Directions:
Put the stretch of the records below, from their start through the line containing "left=599, top=143, right=617, bottom=387", into a numbered list, skipping blank lines. Leave out the pictures.

Box-labeled dataset records:

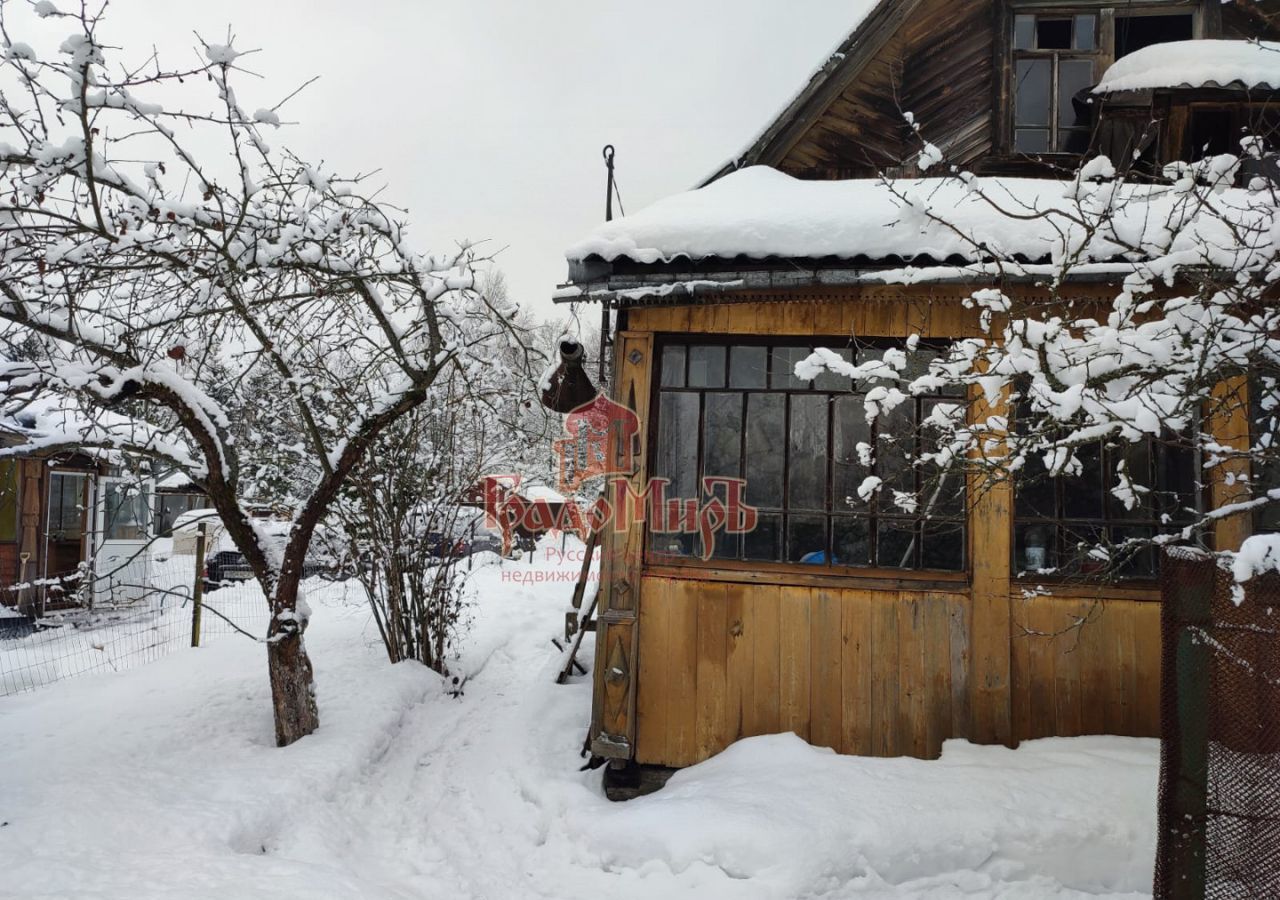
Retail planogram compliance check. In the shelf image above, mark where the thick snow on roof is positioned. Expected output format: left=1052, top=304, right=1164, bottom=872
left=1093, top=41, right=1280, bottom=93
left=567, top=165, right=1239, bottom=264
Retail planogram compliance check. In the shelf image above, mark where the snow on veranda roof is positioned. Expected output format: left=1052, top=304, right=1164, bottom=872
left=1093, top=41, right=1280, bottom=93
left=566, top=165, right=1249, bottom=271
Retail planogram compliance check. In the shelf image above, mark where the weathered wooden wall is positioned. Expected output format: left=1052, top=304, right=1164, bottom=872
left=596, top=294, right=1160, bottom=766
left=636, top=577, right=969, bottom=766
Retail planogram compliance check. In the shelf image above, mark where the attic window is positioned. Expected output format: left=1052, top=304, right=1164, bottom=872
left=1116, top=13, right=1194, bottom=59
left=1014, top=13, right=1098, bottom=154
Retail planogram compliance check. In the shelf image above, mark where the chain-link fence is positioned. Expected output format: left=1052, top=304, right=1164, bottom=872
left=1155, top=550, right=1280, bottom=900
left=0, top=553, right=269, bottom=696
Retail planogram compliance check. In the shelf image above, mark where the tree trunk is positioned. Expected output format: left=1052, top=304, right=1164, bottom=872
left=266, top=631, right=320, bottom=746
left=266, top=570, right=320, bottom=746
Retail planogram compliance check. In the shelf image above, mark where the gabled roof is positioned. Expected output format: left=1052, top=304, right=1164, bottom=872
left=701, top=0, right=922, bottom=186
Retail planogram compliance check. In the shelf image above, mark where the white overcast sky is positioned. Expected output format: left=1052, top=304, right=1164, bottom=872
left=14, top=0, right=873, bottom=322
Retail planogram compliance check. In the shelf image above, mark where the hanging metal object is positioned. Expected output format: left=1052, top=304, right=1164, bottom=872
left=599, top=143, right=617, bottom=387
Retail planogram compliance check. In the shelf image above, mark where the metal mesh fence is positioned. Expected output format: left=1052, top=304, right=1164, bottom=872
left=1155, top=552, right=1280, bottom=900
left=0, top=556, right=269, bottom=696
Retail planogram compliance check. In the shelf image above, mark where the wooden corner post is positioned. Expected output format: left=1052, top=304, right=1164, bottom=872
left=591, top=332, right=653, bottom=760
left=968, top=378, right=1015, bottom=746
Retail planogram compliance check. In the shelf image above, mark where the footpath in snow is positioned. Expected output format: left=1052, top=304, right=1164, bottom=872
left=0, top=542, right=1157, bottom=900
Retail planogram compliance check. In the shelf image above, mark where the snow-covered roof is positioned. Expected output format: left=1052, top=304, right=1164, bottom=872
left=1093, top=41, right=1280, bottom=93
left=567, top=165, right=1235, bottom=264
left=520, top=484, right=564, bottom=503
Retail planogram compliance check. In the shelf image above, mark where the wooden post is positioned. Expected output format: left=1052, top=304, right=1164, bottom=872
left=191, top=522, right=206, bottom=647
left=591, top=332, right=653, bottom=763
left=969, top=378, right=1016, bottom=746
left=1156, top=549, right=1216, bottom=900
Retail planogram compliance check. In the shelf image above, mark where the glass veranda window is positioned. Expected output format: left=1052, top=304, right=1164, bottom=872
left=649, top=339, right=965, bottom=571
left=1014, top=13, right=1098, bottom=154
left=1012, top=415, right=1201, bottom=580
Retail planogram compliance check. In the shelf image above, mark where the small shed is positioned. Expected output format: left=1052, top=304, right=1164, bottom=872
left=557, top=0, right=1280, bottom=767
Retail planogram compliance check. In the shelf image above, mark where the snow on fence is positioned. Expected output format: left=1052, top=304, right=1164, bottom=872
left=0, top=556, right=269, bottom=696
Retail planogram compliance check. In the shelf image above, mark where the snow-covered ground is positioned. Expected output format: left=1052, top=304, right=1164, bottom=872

Expected answer:
1. Retail planogram compliance check. In the shelf image above, mark where the thick snow on roof is positioned. Expected output format: left=1052, top=304, right=1164, bottom=872
2. left=1093, top=41, right=1280, bottom=93
3. left=567, top=165, right=1239, bottom=264
4. Retail planogram compliance check. In the shelf image above, mark where the snow on veranda roof is positioned. Expected output format: left=1052, top=304, right=1164, bottom=872
5. left=1093, top=41, right=1280, bottom=93
6. left=566, top=165, right=1249, bottom=271
7. Retail planogram compliance check. In the shelf image above, mark where the weathered wooden wall is positioned. Expected output format: left=1052, top=304, right=1164, bottom=872
8. left=596, top=294, right=1160, bottom=766
9. left=636, top=577, right=969, bottom=766
10. Retail planogram compliance check. In the shelf image above, mark where the attic window is positioned. Expected output format: left=1052, top=304, right=1164, bottom=872
11. left=1116, top=13, right=1194, bottom=59
12. left=1014, top=13, right=1098, bottom=154
13. Retail planogram compliance check. In the shelf image above, mark where the chain-link fence is positioned. Expected output format: left=1052, top=304, right=1164, bottom=872
14. left=1155, top=550, right=1280, bottom=900
15. left=0, top=553, right=269, bottom=696
16. Retail planogram compliance check. In the shelf image above, mark where the tree trunk is positioned. Expected output format: left=1052, top=304, right=1164, bottom=872
17. left=266, top=631, right=320, bottom=746
18. left=266, top=570, right=320, bottom=746
19. Retail planogram compliance check. In the shelf image above, mark where the gabled roof is positioned. Expected output format: left=1052, top=304, right=1164, bottom=872
20. left=701, top=0, right=922, bottom=186
21. Retail planogram compliance check. In the shelf image above, mark where the white overcast sky is positioned. Expected output format: left=1052, top=304, right=1164, bottom=872
22. left=14, top=0, right=873, bottom=322
23. Retail planogram compliance check. In the shelf image above, mark where the hanging metal object is positioned. Expected output format: left=1052, top=304, right=1164, bottom=872
24. left=599, top=143, right=617, bottom=387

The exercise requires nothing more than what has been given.